**Exercise goal**
Report every line of the data that includes "Place".
** Information supplied follows **
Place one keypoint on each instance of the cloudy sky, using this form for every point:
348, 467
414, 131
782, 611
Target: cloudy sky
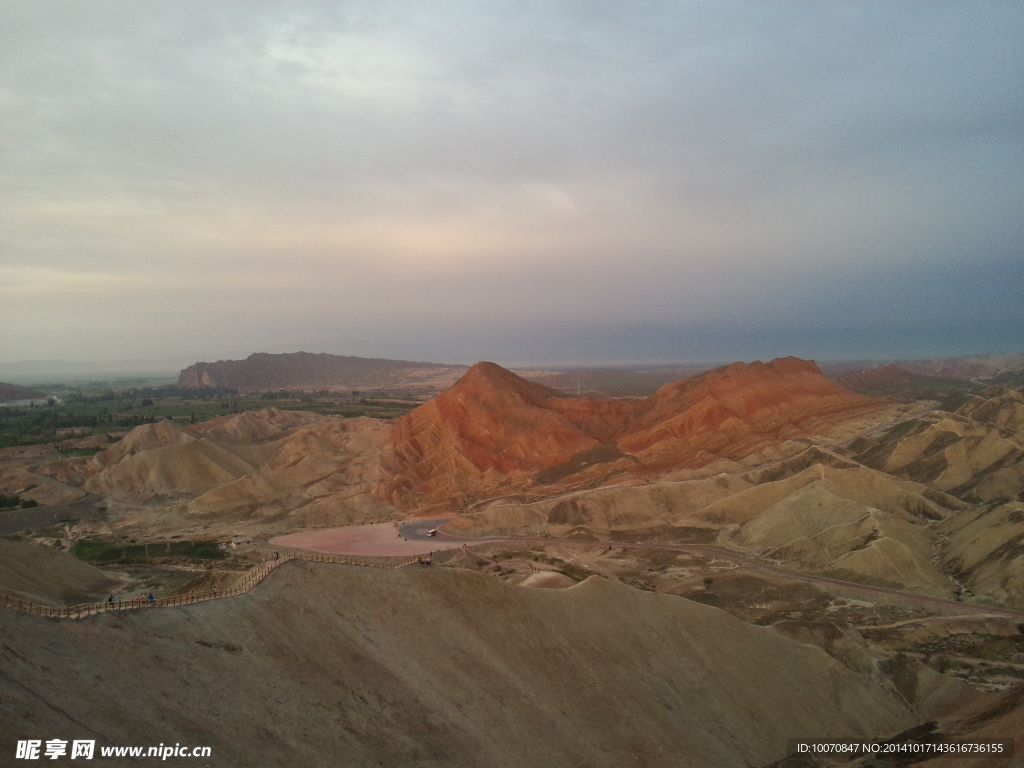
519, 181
** End of Information supplied **
** Information supplied follows **
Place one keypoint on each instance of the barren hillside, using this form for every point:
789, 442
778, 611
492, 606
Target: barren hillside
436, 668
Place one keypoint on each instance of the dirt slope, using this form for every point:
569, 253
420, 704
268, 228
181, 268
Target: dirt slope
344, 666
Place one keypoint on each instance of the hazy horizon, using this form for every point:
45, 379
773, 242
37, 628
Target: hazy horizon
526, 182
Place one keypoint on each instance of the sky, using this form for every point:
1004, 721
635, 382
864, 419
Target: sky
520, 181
** End of Information supplied **
**Written reply**
Place one keypoint on each instance of the cloudy sky, using this form for every point:
Place one keypoint on each instance of the barren hillside, using this form for every point:
Place one keypoint on each instance of the dirt slope, using this form for every point:
Place one keypoint on each instance of the hazy horizon, using this form for every point:
Place one keypoint on each instance of the sky, using this form for every point:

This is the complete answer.